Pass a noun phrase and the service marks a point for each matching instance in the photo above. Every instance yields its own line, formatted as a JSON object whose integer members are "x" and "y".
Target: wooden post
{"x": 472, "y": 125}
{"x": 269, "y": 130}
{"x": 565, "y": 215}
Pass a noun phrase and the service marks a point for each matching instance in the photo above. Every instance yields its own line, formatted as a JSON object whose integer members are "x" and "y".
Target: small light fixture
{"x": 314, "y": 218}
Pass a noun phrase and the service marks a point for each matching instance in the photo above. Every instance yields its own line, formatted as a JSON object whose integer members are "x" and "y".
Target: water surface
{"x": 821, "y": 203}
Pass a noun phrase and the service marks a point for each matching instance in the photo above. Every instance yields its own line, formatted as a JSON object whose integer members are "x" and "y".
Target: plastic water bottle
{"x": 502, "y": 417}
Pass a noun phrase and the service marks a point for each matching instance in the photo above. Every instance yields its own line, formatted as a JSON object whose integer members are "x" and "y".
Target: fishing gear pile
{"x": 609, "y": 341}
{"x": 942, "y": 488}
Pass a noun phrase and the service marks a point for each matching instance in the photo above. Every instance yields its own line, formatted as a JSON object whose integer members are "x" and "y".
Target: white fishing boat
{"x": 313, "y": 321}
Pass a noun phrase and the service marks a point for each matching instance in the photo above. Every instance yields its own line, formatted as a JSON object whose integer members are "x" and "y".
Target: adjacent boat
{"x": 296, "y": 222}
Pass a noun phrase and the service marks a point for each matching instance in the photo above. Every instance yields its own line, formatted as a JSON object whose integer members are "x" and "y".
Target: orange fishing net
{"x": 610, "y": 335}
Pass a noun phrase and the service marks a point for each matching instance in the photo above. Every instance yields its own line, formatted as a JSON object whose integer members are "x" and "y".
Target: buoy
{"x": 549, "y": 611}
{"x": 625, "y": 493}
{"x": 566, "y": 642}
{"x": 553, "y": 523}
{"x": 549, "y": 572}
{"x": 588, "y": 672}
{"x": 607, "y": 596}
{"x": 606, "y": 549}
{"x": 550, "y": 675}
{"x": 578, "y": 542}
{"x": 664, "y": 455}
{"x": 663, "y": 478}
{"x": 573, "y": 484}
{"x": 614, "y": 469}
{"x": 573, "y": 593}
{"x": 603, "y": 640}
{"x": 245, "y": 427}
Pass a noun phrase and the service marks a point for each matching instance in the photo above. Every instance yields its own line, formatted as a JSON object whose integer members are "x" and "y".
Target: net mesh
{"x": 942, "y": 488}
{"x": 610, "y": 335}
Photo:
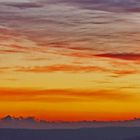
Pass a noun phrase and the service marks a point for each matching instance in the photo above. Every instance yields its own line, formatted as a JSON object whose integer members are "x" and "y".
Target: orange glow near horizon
{"x": 65, "y": 62}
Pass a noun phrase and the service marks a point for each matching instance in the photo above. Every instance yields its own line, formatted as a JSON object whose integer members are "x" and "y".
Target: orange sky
{"x": 68, "y": 62}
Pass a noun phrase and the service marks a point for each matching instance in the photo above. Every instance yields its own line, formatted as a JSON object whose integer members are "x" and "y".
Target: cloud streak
{"x": 63, "y": 95}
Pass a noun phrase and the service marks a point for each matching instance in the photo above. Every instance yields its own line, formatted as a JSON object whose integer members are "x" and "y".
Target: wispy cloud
{"x": 123, "y": 56}
{"x": 63, "y": 95}
{"x": 62, "y": 68}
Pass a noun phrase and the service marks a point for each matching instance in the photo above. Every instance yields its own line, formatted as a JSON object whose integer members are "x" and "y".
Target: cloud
{"x": 24, "y": 5}
{"x": 62, "y": 68}
{"x": 123, "y": 56}
{"x": 63, "y": 95}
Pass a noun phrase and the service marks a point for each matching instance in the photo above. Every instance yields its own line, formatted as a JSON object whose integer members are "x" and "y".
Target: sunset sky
{"x": 70, "y": 60}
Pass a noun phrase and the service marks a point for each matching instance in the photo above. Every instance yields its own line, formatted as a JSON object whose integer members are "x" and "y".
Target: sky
{"x": 70, "y": 60}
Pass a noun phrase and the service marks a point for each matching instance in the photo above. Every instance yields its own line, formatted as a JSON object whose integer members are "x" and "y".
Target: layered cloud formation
{"x": 81, "y": 50}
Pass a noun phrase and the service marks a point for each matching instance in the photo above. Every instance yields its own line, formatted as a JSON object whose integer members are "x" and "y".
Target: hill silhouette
{"x": 112, "y": 133}
{"x": 32, "y": 123}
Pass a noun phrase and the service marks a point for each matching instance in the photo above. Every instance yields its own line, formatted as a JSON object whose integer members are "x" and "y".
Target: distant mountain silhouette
{"x": 112, "y": 133}
{"x": 31, "y": 123}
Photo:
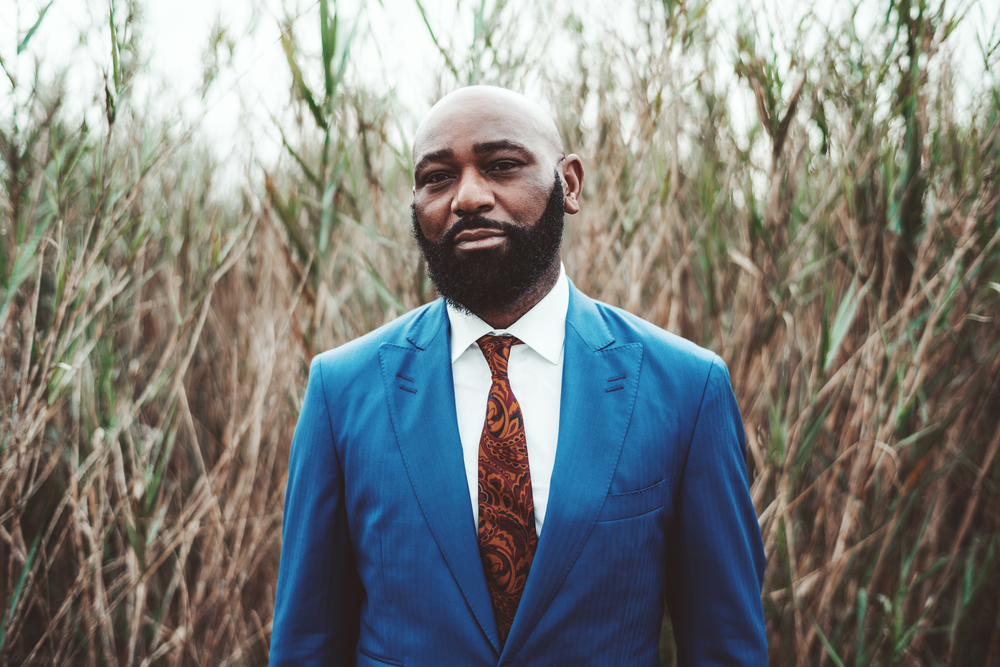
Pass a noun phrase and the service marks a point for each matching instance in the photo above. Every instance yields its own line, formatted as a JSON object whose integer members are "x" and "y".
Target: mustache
{"x": 476, "y": 222}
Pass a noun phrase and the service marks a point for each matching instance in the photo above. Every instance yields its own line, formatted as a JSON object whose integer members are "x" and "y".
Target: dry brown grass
{"x": 154, "y": 343}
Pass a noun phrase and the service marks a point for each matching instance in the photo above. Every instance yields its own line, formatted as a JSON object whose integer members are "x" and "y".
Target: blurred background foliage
{"x": 838, "y": 248}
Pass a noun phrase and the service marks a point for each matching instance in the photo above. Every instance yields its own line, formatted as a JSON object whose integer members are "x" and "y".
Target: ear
{"x": 572, "y": 177}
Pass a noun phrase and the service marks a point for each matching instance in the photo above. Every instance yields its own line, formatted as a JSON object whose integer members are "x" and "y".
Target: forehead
{"x": 461, "y": 126}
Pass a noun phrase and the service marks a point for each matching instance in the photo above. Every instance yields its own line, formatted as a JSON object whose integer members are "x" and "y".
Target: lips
{"x": 478, "y": 239}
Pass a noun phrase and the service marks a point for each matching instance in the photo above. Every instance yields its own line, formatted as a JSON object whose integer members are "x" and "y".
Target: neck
{"x": 503, "y": 319}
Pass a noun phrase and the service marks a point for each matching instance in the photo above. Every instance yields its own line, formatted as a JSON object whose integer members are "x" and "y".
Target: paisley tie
{"x": 507, "y": 538}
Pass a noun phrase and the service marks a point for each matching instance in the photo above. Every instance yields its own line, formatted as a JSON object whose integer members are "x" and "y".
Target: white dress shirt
{"x": 535, "y": 372}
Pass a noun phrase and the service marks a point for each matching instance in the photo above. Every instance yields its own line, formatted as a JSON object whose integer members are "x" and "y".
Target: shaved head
{"x": 491, "y": 185}
{"x": 522, "y": 119}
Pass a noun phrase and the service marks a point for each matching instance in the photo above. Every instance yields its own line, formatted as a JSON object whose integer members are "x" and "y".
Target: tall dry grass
{"x": 841, "y": 256}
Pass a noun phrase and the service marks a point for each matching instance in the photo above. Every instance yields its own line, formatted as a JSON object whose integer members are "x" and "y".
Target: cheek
{"x": 526, "y": 204}
{"x": 433, "y": 219}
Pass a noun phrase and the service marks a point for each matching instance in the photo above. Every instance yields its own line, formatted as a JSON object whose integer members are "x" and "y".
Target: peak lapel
{"x": 421, "y": 395}
{"x": 598, "y": 395}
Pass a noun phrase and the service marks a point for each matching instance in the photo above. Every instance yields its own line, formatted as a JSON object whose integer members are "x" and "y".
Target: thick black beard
{"x": 492, "y": 280}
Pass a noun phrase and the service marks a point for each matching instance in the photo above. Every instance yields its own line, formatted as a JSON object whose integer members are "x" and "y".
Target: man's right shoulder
{"x": 356, "y": 356}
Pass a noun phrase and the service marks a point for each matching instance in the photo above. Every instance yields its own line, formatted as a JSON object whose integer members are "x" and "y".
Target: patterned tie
{"x": 507, "y": 538}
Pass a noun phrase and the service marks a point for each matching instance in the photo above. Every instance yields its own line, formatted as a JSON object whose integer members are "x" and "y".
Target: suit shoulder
{"x": 628, "y": 328}
{"x": 356, "y": 355}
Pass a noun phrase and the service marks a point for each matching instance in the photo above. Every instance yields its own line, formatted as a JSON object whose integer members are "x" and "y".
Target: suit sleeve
{"x": 317, "y": 603}
{"x": 715, "y": 567}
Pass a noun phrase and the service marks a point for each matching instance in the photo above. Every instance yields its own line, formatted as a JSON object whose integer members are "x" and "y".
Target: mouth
{"x": 478, "y": 239}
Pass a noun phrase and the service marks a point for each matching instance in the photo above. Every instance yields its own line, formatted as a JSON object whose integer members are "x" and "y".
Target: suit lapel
{"x": 598, "y": 394}
{"x": 420, "y": 391}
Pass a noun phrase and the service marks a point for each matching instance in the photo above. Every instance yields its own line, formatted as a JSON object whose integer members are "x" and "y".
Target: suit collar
{"x": 586, "y": 321}
{"x": 599, "y": 388}
{"x": 600, "y": 382}
{"x": 420, "y": 394}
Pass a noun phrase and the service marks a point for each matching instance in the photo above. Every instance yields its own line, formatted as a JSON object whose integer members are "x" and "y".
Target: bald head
{"x": 488, "y": 110}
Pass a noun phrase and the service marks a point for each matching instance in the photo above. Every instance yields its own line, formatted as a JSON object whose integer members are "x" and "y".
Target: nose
{"x": 474, "y": 195}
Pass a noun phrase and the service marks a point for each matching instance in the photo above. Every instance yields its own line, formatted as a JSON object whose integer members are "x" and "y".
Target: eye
{"x": 504, "y": 165}
{"x": 435, "y": 177}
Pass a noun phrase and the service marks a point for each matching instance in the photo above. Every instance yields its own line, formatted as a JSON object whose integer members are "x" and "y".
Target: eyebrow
{"x": 478, "y": 149}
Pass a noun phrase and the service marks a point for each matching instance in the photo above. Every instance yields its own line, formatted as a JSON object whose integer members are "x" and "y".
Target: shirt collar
{"x": 543, "y": 328}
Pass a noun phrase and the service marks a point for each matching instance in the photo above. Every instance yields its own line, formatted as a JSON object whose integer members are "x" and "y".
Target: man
{"x": 514, "y": 474}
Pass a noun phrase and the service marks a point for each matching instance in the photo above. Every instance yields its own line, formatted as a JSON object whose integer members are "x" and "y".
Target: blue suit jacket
{"x": 648, "y": 501}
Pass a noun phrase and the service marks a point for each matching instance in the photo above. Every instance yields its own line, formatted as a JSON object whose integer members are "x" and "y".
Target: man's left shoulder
{"x": 627, "y": 328}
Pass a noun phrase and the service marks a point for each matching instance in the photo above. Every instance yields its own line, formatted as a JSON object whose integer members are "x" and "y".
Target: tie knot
{"x": 496, "y": 349}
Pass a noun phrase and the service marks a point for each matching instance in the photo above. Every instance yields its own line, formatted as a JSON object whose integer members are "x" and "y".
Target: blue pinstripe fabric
{"x": 648, "y": 501}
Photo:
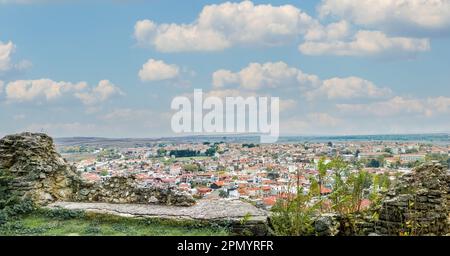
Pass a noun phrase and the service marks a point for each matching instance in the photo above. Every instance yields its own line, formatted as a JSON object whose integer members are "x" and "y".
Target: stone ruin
{"x": 41, "y": 174}
{"x": 418, "y": 204}
{"x": 125, "y": 189}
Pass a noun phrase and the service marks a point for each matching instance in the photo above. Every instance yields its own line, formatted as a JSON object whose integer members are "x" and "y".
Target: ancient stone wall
{"x": 41, "y": 174}
{"x": 418, "y": 204}
{"x": 125, "y": 189}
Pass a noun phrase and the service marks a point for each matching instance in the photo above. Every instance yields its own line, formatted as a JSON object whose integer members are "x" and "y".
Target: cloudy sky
{"x": 112, "y": 68}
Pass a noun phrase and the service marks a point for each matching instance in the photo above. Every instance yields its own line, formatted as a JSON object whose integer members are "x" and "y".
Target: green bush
{"x": 11, "y": 204}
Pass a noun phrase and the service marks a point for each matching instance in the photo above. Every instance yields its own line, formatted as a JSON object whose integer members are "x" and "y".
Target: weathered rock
{"x": 125, "y": 189}
{"x": 39, "y": 172}
{"x": 418, "y": 204}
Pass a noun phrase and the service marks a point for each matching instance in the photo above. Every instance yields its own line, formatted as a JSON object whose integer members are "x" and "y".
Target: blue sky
{"x": 71, "y": 68}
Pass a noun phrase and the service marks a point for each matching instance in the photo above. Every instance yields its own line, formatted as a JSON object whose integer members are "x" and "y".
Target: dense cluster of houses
{"x": 260, "y": 173}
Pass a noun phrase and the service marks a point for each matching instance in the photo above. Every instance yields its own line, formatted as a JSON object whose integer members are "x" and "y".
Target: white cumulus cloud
{"x": 48, "y": 90}
{"x": 6, "y": 50}
{"x": 412, "y": 16}
{"x": 220, "y": 26}
{"x": 258, "y": 76}
{"x": 348, "y": 88}
{"x": 27, "y": 90}
{"x": 267, "y": 75}
{"x": 367, "y": 43}
{"x": 156, "y": 70}
{"x": 102, "y": 92}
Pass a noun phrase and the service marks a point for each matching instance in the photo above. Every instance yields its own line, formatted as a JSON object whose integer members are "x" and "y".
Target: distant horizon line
{"x": 250, "y": 135}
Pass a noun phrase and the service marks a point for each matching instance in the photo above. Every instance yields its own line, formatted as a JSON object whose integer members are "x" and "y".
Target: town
{"x": 257, "y": 173}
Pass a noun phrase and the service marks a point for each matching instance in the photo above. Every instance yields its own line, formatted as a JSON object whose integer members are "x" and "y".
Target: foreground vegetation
{"x": 77, "y": 223}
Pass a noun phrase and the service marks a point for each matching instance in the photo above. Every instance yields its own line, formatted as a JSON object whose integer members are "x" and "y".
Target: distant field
{"x": 42, "y": 224}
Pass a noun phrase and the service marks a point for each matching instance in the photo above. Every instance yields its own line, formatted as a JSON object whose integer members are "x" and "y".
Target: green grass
{"x": 47, "y": 223}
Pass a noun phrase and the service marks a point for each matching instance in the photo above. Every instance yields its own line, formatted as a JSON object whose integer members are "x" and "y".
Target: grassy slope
{"x": 41, "y": 223}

Stated goal: How many lines of the listing above contain the word "silhouette"? Reply with the number alone.

Answer to this problem: 2